■ What the task asks
Please quote the material exactly, every line of it.
--- Start Data provided ---
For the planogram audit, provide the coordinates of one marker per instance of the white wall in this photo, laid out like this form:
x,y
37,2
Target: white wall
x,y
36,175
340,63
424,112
--- End Data provided ---
■ The output
For the planogram audit, provide the coordinates of one marker per instance of the white wall in this photo, laid out like this form:
x,y
37,2
Target: white wall
x,y
36,175
340,63
424,112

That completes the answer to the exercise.